> Task item:
For this exercise, copy the data exactly and omit any images.

Referring expression data

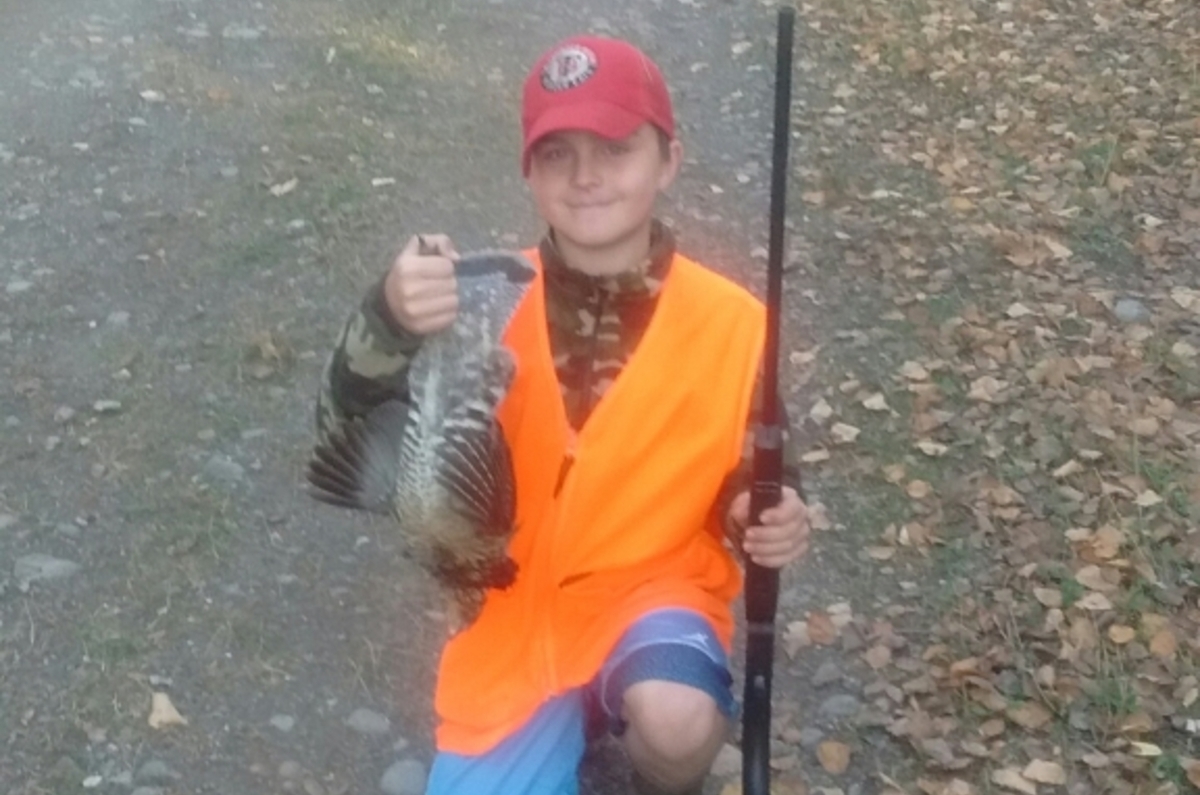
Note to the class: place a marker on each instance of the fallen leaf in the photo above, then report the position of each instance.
(933, 449)
(1149, 498)
(987, 389)
(1121, 634)
(163, 713)
(876, 402)
(1045, 772)
(821, 411)
(821, 628)
(1164, 644)
(1011, 778)
(1147, 749)
(834, 757)
(283, 189)
(993, 728)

> Output of the exercise:
Note to the class: place a marker on each instance of the fallen leaf in the photo above, then report the position of each instance.
(933, 449)
(1149, 498)
(987, 389)
(1121, 634)
(163, 713)
(876, 402)
(1045, 772)
(821, 411)
(821, 628)
(1164, 644)
(1011, 778)
(1147, 749)
(834, 757)
(283, 189)
(993, 728)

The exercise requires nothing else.